:: Brano fornito ::
8' di lettura Senigallia 30/11/-0001 -
La storia dello schiavismo nelle colonie americane cominciò nel 1619, quando nello stato della Virginia furono deportati i primi schiavi neri.
Durante i primi anni il numero degli schiavi presenti in quella porzione di continente era ancora molto esiguo: la popolazione di colore della stessa Virginia intorno al 1670 ancora non superava le 2000 unità.

di Paolo Battisti


In quei primi anni la condizione giuridica degli individui di colore non aveva ancora una collocazione ben definita, anche se la consuetudine li aveva relegati da subito in una posizione di inferiorità.
Dopo il 1660 cominciarono le prime leggi al riguardo, in particolare per differenziarli dagli “schiavi bianchi” (tratteremo di loro in un prossimo articolo); Virginia e Maryland furono i primi stati a promulgare delle leggi che dichiaravano i negri, i loro figli e i mulatti schiavi a vita. Ai negri fu proibito possedere armi e avere rapporti sessuali con i bianchi. Per loro inoltre, liberarsi dal “padrone” divenne sempre più difficile.

:: Materiale archiviato ::
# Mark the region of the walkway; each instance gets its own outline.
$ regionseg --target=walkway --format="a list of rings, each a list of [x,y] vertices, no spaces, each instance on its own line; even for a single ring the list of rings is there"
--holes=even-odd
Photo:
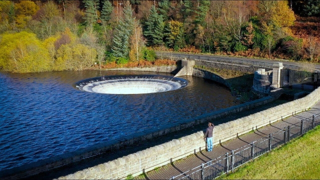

:: Istruzioni ::
**A)** Ricopia parola per parola il brano sullo schiavismo nelle colonie americane, partendo da "di Paolo Battisti" e arrivando fino a "sempre più difficile.".
**B)** Scrivi il seguito del brano sullo schiavismo nelle colonie americane, cominciando subito dopo la sua ultima frase.

:: Risposte ai compiti ::
**A)**
di Paolo Battisti


In quei primi anni la condizione giuridica degli individui di colore non aveva ancora una collocazione ben definita, anche se la consuetudine li aveva relegati da subito in una posizione di inferiorità.
Dopo il 1660 cominciarono le prime leggi al riguardo, in particolare per differenziarli dagli “schiavi bianchi” (tratteremo di loro in un prossimo articolo); Virginia e Maryland furono i primi stati a promulgare delle leggi che dichiaravano i negri, i loro figli e i mulatti schiavi a vita. Ai negri fu proibito possedere armi e avere rapporti sessuali con i bianchi. Per loro inoltre, liberarsi dal “padrone” divenne sempre più difficile.

**B)**
Dal 1700 in poi l’importazione di schiavi aumentò in maniera costante e lo schiavismo mise radici profonde, visto che dal punto di vista economico era un sistema profondamente conveniente, dato che i negri rimanevano al servizio del padrone per tutta la vita (provvisti solo di un misero vitto ed un esiguo alloggio), ed erano facilmente identificabili per il colore della pelle. E anche se l’investimento iniziale era elevato, essi si riproducevano con frequenza e quando venivano impiegati in squadra rappresentavano un’efficiente forza-lavoro.
Un ulteriore vantaggio che favorì la deportazione dei neri fu la caduta dei prezzi degli schiavi, avvenuta dopo il 1687, quando la Royal African Company perse il suo monopolio sul commercio degli schiavi africani e le subentrarono mercanti inglesi e coloniali.
La popolazione di colore delle colonie salì da 20mila ad inizio settecento a circa 350mila nel 1763.
Il sud quindi venne trasformato dall’espansione della produzione del cotone ma soprattutto dalla presenza dello schiavismo. Fra le società schiaviste del nuovo mondo, quella del vecchio sud fu la sola che non ebbe bisogno di mantenersi con nuove importazione di schiavi dall’Africa.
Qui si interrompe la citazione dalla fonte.